**Required task**
Rewrite the part that opens with the line containing "Reviewer note: verify that every instance of the worker in blue" and closes with the line containing "[[1075, 114]]", keeping every line in it, and offset each answer coordinate by 120 while leaving all other numbers as they are.

Collection entries
.....

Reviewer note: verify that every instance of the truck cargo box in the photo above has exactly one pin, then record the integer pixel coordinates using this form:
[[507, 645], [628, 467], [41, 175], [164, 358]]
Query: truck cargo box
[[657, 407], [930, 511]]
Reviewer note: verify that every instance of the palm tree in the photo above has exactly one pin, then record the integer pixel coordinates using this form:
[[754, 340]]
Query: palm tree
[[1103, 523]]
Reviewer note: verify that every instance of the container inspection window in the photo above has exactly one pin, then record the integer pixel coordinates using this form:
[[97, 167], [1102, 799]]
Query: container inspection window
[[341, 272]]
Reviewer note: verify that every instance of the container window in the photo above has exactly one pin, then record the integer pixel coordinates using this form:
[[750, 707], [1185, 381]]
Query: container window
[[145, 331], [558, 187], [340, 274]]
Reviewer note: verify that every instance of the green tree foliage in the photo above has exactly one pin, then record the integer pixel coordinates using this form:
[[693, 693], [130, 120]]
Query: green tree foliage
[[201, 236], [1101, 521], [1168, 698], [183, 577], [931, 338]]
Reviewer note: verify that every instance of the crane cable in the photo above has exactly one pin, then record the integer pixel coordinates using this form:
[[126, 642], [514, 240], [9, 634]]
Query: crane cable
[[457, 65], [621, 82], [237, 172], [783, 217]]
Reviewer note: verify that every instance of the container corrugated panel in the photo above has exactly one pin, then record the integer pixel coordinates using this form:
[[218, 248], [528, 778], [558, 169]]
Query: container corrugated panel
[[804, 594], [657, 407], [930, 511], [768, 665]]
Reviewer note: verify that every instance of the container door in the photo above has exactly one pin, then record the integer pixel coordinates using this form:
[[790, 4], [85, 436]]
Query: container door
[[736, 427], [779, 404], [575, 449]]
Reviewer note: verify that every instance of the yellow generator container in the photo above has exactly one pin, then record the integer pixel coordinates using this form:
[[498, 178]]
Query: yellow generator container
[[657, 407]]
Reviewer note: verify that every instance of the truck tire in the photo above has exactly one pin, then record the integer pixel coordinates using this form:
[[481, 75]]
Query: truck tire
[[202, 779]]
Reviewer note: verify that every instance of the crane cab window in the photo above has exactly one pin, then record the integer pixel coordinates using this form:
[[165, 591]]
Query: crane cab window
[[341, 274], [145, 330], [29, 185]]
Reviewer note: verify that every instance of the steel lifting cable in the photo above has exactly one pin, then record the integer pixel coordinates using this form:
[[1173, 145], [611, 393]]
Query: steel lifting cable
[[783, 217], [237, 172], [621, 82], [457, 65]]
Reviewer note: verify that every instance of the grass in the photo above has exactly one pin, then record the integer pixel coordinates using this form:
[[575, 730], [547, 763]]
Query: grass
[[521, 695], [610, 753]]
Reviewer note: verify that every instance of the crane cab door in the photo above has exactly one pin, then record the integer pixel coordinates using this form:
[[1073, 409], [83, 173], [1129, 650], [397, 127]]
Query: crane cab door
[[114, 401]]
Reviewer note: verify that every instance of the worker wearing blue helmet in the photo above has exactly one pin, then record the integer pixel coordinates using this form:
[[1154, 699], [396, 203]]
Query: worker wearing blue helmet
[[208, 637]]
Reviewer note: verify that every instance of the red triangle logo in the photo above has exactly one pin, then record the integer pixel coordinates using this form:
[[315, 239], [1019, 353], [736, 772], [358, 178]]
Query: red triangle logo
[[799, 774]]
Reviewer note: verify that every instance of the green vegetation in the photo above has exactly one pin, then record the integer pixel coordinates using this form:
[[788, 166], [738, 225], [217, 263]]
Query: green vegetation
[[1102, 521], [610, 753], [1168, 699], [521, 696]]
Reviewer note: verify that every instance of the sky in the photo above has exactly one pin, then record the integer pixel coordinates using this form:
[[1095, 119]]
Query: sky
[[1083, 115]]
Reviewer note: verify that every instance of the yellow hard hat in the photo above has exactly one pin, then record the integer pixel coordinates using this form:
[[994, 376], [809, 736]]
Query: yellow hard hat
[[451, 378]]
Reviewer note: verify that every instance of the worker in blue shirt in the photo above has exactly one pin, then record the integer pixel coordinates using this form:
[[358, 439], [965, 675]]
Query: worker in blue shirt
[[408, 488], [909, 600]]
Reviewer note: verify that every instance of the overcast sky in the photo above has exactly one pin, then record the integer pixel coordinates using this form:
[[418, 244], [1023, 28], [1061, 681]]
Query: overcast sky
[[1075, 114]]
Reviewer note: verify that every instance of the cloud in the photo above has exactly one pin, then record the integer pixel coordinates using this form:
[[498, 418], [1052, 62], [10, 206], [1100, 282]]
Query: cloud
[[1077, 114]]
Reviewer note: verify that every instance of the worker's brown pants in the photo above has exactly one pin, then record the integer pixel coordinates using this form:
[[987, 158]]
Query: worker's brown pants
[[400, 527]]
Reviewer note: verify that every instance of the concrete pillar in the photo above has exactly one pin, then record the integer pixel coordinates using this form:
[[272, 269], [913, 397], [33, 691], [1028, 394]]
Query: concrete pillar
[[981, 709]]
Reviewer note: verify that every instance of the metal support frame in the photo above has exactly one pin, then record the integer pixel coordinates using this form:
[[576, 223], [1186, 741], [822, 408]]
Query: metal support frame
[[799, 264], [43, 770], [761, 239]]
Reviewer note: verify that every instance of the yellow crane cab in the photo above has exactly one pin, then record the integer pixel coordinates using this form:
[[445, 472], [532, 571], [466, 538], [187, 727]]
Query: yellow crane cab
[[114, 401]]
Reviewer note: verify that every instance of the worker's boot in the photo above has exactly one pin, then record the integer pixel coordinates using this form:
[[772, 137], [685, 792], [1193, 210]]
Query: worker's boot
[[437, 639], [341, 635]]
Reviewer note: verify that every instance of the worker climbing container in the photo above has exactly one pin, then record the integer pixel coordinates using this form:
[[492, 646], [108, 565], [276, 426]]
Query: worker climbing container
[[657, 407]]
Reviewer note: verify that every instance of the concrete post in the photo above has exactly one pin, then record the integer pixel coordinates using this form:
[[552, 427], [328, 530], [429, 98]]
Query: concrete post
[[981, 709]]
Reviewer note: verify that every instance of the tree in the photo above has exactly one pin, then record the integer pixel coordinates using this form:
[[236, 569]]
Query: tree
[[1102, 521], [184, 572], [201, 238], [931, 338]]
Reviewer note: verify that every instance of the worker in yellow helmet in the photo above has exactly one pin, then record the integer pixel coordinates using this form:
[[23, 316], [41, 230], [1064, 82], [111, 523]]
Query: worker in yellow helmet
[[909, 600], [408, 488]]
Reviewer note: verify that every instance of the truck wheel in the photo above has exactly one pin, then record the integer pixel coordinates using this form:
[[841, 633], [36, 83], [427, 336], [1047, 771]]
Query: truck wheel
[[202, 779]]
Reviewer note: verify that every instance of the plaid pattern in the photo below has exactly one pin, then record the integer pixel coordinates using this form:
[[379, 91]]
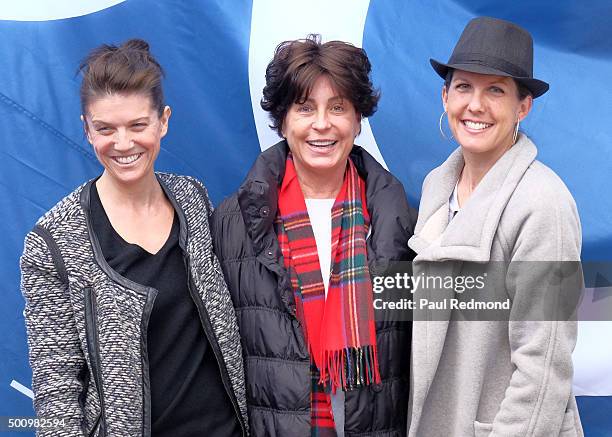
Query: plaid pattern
[[339, 330]]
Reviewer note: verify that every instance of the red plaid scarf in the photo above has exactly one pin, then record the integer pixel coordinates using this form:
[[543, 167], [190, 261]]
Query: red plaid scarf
[[339, 330]]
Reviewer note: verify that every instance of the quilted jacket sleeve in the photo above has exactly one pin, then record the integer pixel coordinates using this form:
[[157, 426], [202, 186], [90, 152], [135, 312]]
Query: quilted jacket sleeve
[[57, 361]]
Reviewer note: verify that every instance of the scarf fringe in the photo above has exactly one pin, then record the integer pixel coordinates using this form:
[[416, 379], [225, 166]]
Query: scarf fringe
[[350, 368]]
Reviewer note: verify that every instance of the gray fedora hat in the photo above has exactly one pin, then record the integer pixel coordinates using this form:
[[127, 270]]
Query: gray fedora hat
[[493, 46]]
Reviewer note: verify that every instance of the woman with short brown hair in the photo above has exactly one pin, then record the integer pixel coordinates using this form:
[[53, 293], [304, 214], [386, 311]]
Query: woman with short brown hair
[[297, 243]]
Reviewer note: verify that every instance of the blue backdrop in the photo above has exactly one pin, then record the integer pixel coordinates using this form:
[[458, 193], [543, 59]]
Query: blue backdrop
[[204, 48]]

.....

**Full output**
Reviewer note: verify that every instance of the worker in blue shirt in the photo above has exactly one pin, then record the integer pixel coordinates using this form:
[[358, 439], [965, 675]]
Query: worker in blue shirt
[[528, 608], [1029, 720]]
Reviewer note: verify that every instance of the overcast sky in the photo above has exactly one pin, then record the integer pixel coordinates using this form:
[[418, 244], [1023, 28], [1061, 681]]
Query: overcast sky
[[1195, 234]]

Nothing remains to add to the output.